Records from a collection
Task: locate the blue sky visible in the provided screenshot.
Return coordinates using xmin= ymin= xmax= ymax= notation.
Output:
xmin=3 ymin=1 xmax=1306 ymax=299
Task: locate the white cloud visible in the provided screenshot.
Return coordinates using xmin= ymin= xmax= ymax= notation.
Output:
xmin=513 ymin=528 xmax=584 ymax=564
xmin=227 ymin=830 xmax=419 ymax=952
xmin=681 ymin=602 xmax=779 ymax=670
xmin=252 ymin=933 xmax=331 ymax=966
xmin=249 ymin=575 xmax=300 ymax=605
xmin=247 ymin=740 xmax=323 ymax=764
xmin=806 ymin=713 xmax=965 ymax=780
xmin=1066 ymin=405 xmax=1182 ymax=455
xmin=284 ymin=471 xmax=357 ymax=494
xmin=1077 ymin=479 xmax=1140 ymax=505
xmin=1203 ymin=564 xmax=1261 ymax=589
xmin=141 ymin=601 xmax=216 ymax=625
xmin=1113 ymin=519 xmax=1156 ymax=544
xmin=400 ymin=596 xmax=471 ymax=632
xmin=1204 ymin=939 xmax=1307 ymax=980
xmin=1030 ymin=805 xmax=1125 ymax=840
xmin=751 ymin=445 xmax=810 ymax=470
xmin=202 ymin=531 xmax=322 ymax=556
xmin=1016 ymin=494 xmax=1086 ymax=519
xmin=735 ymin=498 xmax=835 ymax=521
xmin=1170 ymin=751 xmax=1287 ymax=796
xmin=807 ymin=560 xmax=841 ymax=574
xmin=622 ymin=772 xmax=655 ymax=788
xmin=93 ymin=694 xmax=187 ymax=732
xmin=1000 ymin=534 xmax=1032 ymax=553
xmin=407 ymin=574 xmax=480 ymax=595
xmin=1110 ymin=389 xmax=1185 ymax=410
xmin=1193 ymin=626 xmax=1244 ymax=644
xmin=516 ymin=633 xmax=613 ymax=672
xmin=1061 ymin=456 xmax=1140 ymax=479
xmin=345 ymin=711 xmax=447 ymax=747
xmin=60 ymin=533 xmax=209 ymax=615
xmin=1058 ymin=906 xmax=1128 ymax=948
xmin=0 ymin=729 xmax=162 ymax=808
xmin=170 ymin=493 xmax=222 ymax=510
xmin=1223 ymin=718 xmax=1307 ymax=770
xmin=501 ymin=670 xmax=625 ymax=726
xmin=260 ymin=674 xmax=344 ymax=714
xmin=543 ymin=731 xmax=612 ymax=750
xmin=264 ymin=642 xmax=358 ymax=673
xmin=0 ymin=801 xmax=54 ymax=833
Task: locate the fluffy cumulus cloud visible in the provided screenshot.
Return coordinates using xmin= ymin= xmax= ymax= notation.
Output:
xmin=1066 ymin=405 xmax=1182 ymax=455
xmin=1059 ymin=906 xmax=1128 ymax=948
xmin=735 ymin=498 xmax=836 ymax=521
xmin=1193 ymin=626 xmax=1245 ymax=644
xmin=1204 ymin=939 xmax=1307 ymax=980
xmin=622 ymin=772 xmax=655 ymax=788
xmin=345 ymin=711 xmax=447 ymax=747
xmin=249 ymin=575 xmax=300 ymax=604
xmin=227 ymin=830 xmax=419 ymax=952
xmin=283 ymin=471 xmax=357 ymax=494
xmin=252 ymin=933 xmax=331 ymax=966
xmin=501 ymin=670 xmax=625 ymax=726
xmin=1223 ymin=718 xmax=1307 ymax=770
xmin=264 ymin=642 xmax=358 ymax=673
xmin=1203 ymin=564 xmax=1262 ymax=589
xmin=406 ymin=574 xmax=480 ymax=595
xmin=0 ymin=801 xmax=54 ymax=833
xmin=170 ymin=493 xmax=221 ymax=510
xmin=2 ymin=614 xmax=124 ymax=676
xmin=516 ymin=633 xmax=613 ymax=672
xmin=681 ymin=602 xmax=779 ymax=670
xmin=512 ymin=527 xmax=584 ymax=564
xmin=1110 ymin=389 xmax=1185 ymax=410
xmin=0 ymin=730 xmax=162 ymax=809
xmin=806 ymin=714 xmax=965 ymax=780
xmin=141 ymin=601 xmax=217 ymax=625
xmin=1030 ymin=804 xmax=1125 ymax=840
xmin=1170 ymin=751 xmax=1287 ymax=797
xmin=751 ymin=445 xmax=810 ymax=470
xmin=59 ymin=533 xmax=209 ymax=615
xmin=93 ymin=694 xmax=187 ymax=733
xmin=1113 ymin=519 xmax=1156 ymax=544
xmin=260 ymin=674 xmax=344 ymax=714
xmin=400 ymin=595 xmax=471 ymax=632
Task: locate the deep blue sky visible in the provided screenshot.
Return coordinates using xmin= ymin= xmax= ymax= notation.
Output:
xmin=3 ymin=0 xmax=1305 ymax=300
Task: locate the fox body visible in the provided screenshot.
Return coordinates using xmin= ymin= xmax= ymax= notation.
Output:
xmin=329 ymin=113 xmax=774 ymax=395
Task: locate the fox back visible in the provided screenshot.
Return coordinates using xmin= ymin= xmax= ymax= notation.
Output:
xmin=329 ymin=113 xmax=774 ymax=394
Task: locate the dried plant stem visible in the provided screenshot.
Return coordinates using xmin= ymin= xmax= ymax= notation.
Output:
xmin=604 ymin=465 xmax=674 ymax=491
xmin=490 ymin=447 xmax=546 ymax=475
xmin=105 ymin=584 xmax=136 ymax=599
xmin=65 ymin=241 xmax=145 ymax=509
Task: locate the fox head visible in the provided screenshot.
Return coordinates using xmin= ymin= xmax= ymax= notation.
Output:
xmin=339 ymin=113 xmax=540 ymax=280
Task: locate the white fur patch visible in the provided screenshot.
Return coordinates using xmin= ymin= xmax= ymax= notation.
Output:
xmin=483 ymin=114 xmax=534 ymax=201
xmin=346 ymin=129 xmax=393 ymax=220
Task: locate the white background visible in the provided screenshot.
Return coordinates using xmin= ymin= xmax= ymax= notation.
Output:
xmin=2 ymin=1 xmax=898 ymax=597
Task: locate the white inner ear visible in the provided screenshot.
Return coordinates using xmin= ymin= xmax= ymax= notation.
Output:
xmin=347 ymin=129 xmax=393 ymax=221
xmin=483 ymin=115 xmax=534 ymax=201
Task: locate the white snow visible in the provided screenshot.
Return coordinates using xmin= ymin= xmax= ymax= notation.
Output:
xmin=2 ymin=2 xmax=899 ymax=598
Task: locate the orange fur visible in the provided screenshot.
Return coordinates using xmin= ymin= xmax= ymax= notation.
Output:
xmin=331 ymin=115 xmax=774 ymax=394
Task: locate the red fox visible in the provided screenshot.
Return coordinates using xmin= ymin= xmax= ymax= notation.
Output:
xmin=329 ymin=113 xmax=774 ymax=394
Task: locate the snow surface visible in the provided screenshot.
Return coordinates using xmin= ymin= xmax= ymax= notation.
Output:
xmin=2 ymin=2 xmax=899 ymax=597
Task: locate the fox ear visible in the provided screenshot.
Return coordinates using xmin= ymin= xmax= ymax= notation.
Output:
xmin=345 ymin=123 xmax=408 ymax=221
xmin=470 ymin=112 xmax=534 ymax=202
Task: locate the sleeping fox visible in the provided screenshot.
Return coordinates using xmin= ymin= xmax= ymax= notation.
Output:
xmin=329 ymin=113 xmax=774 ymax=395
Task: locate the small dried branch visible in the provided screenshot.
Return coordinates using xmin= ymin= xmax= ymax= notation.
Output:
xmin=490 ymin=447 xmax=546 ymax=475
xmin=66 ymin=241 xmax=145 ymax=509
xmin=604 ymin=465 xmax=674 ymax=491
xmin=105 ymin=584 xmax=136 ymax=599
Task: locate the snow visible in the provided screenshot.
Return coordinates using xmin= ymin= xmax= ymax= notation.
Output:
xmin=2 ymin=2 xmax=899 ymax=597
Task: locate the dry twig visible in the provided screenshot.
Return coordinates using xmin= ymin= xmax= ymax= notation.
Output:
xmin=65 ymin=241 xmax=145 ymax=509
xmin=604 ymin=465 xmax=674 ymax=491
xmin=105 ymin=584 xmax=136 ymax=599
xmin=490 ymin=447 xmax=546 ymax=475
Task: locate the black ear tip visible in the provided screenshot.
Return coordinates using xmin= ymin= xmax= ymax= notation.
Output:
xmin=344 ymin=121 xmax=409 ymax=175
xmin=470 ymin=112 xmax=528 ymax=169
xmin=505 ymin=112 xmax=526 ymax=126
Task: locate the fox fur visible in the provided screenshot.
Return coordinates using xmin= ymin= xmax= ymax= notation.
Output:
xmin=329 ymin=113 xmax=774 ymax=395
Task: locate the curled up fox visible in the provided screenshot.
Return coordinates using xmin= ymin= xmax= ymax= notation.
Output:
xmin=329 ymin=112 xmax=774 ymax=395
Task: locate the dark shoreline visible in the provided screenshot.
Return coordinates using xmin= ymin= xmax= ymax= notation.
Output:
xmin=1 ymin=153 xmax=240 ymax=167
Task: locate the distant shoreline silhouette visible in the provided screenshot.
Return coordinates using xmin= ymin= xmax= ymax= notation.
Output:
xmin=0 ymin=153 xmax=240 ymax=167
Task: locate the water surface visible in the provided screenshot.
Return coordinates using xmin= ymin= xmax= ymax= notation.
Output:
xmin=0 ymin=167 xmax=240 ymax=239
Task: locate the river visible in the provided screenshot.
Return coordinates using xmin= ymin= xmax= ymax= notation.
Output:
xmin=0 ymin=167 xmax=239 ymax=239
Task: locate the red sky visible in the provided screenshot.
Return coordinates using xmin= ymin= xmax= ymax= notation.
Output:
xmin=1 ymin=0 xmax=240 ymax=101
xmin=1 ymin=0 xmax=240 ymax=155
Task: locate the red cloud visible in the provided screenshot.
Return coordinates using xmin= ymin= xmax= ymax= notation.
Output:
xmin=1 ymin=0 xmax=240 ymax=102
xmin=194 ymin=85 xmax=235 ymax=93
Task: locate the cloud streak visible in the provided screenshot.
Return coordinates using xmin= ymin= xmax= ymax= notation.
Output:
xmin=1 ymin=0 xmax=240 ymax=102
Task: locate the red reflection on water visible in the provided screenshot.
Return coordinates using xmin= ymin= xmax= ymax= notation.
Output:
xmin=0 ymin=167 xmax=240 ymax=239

== DIRECTIONS FOR THIS TASK ==
Each line above that contains the word "cloud" should be copied.

== REPLY ==
Task: locate the white cloud visible in the provided screenshot.
Task: locate the fluffy cumulus cloud visible in the provided screenshot.
Task: locate the red cloud visible in the provided screenshot.
Task: locate the cloud streak visible in the provided screenshot.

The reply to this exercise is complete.